_TO DO_
a) According to the passage on community radio in South Asia, where did Sunil Wijesinghe work before managing the shop?
b) Write out, word for word, the part of the passage on community radio in South Asia that opens with the words containing "Cut to a roadside" and closes with "the history book!".

[Begin EXCERPT TO READ]

I took the train from Colombo to Kandy in Sri Lanka, which often features on the list of the most beautiful train rides in the world. Upon alighting in Kandy, I met Sunil Wijesinghe in a tiny stationery shop tucked between small nondescript shops lined up on the road to the Peradeniya University. Wijesinghe, a former employee of the Sri Lanka Broadcasting Corporation (SLBC), is one of the early community radio (CR) broadcasters in South Asia. Now managing the shop, he sat down to relate the story of South Asia’s first community radio station1 (or community-based radio station, as the debate rages on).
Cut to a roadside bench in Kathmandu. The stories being narrated by Raghu Mainali, the Nepalese community radio activist par excellence, were those of the days of the King’s takeover of Radio Sagarmatha’s station and confiscation of equipment. And of an open truck shaped like a radio, atop which speeches and performances as part of the rally for the Save Independent Radio Movement (SIRM) were carried out. Nepal’s vibrant community radio scene amid civil war makes for a story for the history book!
Pan to the waters of Munshiganj in Bangladesh, where the bedenaari, the women of the bede community, live on boats near the shores of the local water body. They are part of the listeners group that Radio Bikrampur FM 99.2 counts among its community. The country, often ravaged by floods and cyclones, is home to a planned community radio sector, often drawing on sustainability and phased growth of the CRs, as cornerstones.
Cut back to Colombo, to the International airport outside which I met and chatted with Samanmalee Swarnalatha, the feisty activist who narrated stories of standing tall to pressure from local radio authorities, funders, and the state, on behalf of Saru Praja FM’s community. Her stories showcased the state of community-centric radio on the pioneer island, just a little less than three decades hence.
For me, the train ride, the truck, the boats, and the airplane symbolised some constitutive moments (Collier and Collier 1991) that flagged off diverse journeys that are integral to the story of media in South Asia. The above narrative sets the tone for numerous realities that community radio encounters in South Asia today—that of some past glories, glimpses of people’s activism for their right to free speech, an ever-changing media landscape, and sustainable growth as a concern. This book is a critical study of policies and policymaking for community radio in four countries of South Asia, namely, Sri Lanka, Nepal, India, and Bangladesh. The book delves into the praxis of policy, recounting episodes and narratives from policy actors who bring their own values, stances, epistemes, and even ideologies. The interplay of all varied facets of the policy process for community radio in Sri Lanka, Nepal, India, and Bangladesh makes for well-fleshed out narratives and policy stories from South Asia.

[End EXCERPT TO READ]
[Begin GIVEN DATA]

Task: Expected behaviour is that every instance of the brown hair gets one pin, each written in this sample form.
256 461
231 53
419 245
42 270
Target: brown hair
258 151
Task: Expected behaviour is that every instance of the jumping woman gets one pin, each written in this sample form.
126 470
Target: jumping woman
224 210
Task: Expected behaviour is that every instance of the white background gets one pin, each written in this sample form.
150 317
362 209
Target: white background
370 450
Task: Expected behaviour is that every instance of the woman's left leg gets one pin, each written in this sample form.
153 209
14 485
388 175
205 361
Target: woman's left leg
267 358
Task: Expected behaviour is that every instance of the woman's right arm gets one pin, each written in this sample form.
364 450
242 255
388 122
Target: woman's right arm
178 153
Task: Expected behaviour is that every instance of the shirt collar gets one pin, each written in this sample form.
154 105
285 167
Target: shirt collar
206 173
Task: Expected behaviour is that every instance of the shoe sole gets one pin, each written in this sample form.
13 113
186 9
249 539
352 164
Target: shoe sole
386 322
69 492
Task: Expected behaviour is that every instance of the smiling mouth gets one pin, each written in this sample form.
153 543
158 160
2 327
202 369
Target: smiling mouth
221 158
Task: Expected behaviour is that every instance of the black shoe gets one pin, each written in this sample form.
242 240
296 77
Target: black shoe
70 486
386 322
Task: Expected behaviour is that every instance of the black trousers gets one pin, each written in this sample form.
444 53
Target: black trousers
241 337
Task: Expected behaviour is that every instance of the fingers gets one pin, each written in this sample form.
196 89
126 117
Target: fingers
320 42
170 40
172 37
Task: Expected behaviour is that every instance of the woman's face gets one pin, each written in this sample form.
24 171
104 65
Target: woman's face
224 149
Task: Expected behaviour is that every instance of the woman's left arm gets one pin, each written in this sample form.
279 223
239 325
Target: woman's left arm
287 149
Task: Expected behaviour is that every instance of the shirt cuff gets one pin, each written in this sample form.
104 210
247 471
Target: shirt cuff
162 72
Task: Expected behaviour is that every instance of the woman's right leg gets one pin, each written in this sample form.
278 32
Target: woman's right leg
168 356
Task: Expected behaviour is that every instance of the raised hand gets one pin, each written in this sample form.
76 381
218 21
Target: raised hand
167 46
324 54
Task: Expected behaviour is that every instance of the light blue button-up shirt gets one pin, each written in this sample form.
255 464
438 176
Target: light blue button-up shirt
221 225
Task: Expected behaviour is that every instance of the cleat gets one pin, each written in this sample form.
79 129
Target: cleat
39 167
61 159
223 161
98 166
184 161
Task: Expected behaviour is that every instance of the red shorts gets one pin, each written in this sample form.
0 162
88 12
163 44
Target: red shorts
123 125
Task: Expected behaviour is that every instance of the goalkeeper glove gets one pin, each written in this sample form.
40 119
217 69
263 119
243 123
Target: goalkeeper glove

[End GIVEN DATA]

_TASK-BY-TASK SOLUTIONS_
a) He worked for the Sri Lanka Broadcasting Corporation (SLBC).

b)
Cut to a roadside bench in Kathmandu. The stories being narrated by Raghu Mainali, the Nepalese community radio activist par excellence, were those of the days of the King’s takeover of Radio Sagarmatha’s station and confiscation of equipment. And of an open truck shaped like a radio, atop which speeches and performances as part of the rally for the Save Independent Radio Movement (SIRM) were carried out. Nepal’s vibrant community radio scene amid civil war makes for a story for the history book!